Page excerpt:
# # #

Australia: Asylum seekers held in cruel prison-like offshore regime

The Australian government is holding more than 1,000 asylum seekers in shameful conditions in a processing centre on Manus Island, Papua New Guinea, Amnesty International said today as it published a new report.
The report details how asylum seekers are being held in a prison-like regime, in extremely cramped compounds in stifling heat, while being denied sufficient water and medical help. Most have fled horrific situations and risked their lives in their efforts to reach Australia.
Amnesty International Australia National Director Claire Mallinson said:

“This system of harsh conditions and humiliating treatment is a deliberate effort to pressure people to return to the desperate situations they have fled from. Australia is directly responsible for this deplorable and unlawful combination of arbitrary detention and inhumane conditions.

“The policy of shipping asylum seekers, many of whom have suffered terribly in their home countries, to offshore facilities has to end.

“The Australian policy is cruelly ironic. Australia recognises the dangerous situation in countries like Syria and Burma. It knows these people have risked life and limb to escape, but then they are held in prison-like conditions and denied their right to seek asylum.”

Amnesty International’s report This Is Breaking People: Human Rights Violations at Australia’s Asylum Seeker Processing Centre on Manus Island, Papua New Guinea is based on a recent research visit to Manus Island from 11-16 November.
It details the appalling conditions in the centre, where only 55 out of more than 1,000 asylum seekers have been able to start processing a claim for refugee status.
Many of the asylum seekers being held on Manus Island have fled well-known conflict areas including Afghanistan, Darfur, Pakistan, Somalia and Syria. Others have fled situations of extreme discrimination and statelessness, including Rohingyas from Burma and Bidun from the Gulf region, and have nowhere to return to.
Some told how they have contemplated suicide because of the harsh and humiliating conditions.
One 43-year old Iraqi said: “I have lived in war zones, with bombs and explosions. I have never experienced what I am experiencing here with the uncertainty we face. If we had died in the ocean that would have been better.”
The inhumane treatment is pressuring potential refugees to choose to return to their country of origin. This is a serious breach of Australia’s obligations under international law, exposing the individuals to the risk of return to places where they will likely be persecuted or potentially tortured.

# # #

Information shown:
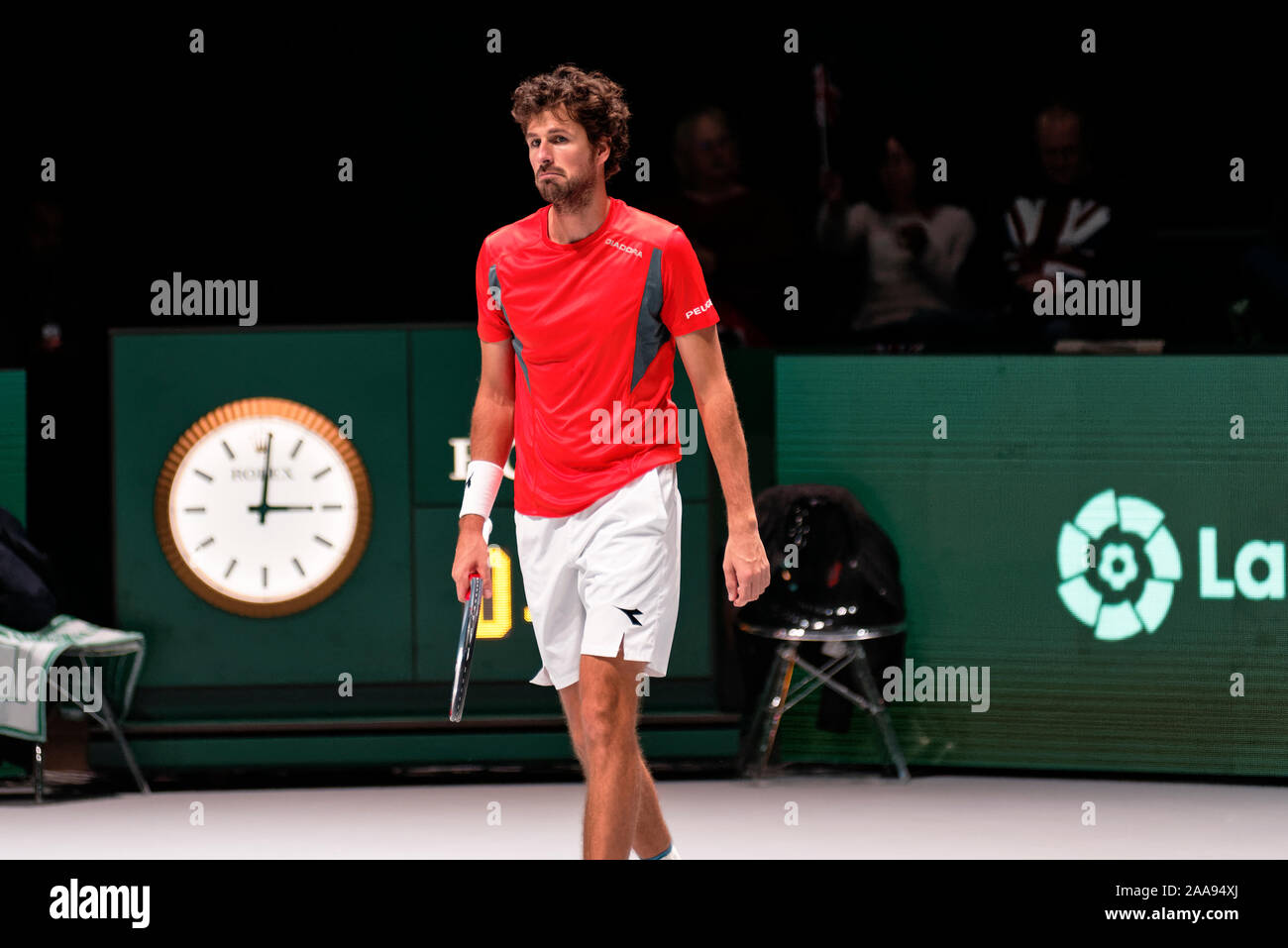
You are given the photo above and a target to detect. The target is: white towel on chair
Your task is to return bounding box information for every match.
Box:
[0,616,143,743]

# # #

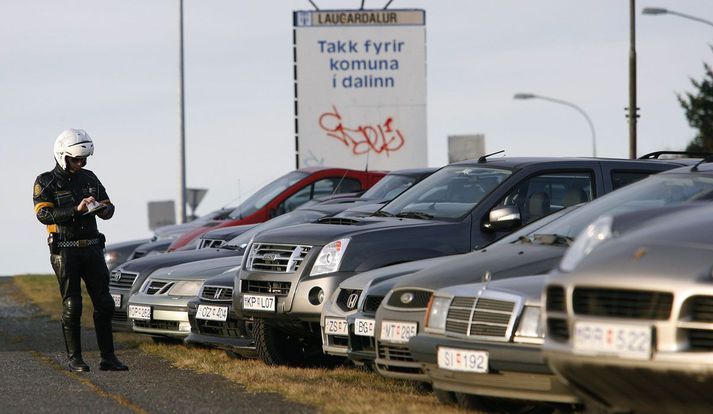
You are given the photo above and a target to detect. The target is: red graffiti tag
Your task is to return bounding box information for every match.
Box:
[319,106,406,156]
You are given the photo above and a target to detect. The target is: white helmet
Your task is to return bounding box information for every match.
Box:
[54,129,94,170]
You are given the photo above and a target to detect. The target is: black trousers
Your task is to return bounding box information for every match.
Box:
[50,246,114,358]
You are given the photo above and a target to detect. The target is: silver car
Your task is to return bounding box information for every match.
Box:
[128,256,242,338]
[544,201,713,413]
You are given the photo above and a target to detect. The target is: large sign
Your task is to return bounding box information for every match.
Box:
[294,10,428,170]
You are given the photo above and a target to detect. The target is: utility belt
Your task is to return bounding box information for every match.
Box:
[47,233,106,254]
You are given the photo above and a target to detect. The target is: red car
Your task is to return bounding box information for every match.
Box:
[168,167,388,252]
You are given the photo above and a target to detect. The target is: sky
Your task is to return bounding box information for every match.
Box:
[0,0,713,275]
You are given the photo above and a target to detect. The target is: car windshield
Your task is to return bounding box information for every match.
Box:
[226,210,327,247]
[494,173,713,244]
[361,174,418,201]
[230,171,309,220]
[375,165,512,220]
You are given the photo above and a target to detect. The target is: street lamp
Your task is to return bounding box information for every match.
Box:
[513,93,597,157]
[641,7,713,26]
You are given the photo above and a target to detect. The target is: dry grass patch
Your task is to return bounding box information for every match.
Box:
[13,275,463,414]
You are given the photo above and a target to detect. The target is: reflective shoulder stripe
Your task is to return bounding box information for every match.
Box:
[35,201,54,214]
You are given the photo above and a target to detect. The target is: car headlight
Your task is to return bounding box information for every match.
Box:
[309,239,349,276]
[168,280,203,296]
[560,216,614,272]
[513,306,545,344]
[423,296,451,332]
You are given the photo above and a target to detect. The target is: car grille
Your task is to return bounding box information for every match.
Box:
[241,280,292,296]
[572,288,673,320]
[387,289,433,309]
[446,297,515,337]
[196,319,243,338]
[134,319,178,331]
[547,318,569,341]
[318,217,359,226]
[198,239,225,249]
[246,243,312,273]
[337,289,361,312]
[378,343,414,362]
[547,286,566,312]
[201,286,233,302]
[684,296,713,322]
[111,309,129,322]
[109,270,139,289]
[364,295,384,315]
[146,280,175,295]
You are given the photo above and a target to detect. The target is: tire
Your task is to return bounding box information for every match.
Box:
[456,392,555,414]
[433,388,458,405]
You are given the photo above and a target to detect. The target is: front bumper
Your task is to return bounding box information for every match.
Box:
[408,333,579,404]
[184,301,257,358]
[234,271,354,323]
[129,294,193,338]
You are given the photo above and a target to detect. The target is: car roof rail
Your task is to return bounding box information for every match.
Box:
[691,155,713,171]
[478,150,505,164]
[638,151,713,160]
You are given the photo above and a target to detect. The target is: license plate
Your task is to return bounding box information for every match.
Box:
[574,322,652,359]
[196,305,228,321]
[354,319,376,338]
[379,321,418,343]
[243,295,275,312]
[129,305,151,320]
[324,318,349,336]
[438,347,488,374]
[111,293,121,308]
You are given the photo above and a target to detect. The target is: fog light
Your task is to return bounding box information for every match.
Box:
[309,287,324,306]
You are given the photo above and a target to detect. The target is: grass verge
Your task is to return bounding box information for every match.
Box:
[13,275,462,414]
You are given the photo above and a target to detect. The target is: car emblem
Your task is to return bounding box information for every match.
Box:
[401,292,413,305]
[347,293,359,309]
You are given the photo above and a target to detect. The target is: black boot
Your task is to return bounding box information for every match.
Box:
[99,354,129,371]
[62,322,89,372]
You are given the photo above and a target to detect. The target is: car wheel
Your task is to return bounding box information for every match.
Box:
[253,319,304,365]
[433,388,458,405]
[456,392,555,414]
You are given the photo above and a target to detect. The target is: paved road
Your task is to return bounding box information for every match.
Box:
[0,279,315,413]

# # #

What you need to do:
**a)** According to the Manus Island article, how many asylum seekers held at the centre have been able to start processing a claim for refugee status?
**b)** Write the next few paragraphs of the Manus Island article, picking up after its final sentence.

Answer list:
**a)** Only 55 out of more than 1,000.

**b)**
The Manus Island Regional Processing Centre (RPC) is essentially an Australian-run facility based on Papua New Guinean soil. The Australian authorities are closely involved in every aspect of the arrest, transfer, and detention of asylum seekers. The Australian authorities  also contract the security guards, service and health providers, and has overall involvement in the day-to-day running of the facility.


Amnesty has declared the current policy of offshore processing a spectacular failure on all fronts.

Amnesty calls on the Australian government to immediately review the Regional Resettlement Arrangement with Papua New Guinea and end offshore processing and the offshore detention of asylum seekers.  All asylum seekers held in the Manus Island detention centre must be transferred back to Australian territory and given full access to asylum procedures in Australia.

Until the Manus Island detention centre is closed and all asylum seekers held there are transferred to Australian territory, the Australian government must take immediate steps to improve conditions on the facility so that they meet international standards. Among them, putting an end to abusive treatment, no longer using P Dorm as housing, providing adequate medical services and making sure individuals are not pressured to return to a country where they are at risk of persecution or other ill-treatment.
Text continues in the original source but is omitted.